Since the creation of \"Golden Rice\", biofortification of plant-derived foods is a promising strategy for the alleviation of nutritional deficiencies. Potato is the most important staple food for mankind after the cereals rice, wheat and maize, and is extremely poor in provitamin A carotenoids.
We transformed potato with a mini-pathway of bacterial origin, driving the synthesis of beta-carotene (Provitamin A) from geranylgeranyl diphosphate. Three genes, encoding phytoene synthase (CrtB), phytoene desaturase (CrtI) and lycopene beta-cyclase (CrtY) from Erwinia, under tuber-specific or constitutive promoter control, were used. 86 independent transgenic lines, containing six different promoter/gene combinations, were produced and analyzed. Extensive regulatory effects on the expression of endogenous genes for carotenoid biosynthesis are observed in transgenic lines. Constitutive expression of the CrtY and/or CrtI genes interferes with the establishment of transgenosis and with the accumulation of leaf carotenoids. Expression of all three genes, under tuber-specific promoter control, results in tubers with a deep yellow (\"golden\") phenotype without any adverse leaf phenotypes. In these tubers, carotenoids increase approx. 20-fold, to 114 mcg/g dry weight and beta-carotene 3600-fold, to 47 mcg/g dry weight.

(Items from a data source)
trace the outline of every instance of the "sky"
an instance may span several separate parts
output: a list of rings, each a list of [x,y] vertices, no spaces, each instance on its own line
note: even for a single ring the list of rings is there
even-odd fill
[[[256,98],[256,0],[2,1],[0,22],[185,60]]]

COMPLETE THE FOLLOWING:
1. Decide whether each statement agrees with the passage on beta-carotene potatoes. For each, answer yes or no and quote the deciding words of the passage exactly. (a) Potato ranks as a staple food for mankind behind rice, wheat and maize. (b) The three genes used in the transformation came from Erwinia. (c) In the golden tubers, beta-carotene increased about 20-fold.
2. Echo, character for character, the part of the passage on beta-carotene potatoes that opens with the words containing "Since the creation" and closes with "provitamin A carotenoids.".

PROBLEM SOLUTIONS:
1.
(a) Yes: "Potato is the most important staple food for mankind after the cereals rice, wheat and maize"
(b) Yes: "Three genes, encoding phytoene synthase (CrtB), phytoene desaturase (CrtI) and lycopene beta-cyclase (CrtY) from Erwinia"
(c) No: "beta-carotene 3600-fold, to 47 mcg/g dry weight"

2.
Since the creation of \"Golden Rice\", biofortification of plant-derived foods is a promising strategy for the alleviation of nutritional deficiencies. Potato is the most important staple food for mankind after the cereals rice, wheat and maize, and is extremely poor in provitamin A carotenoids.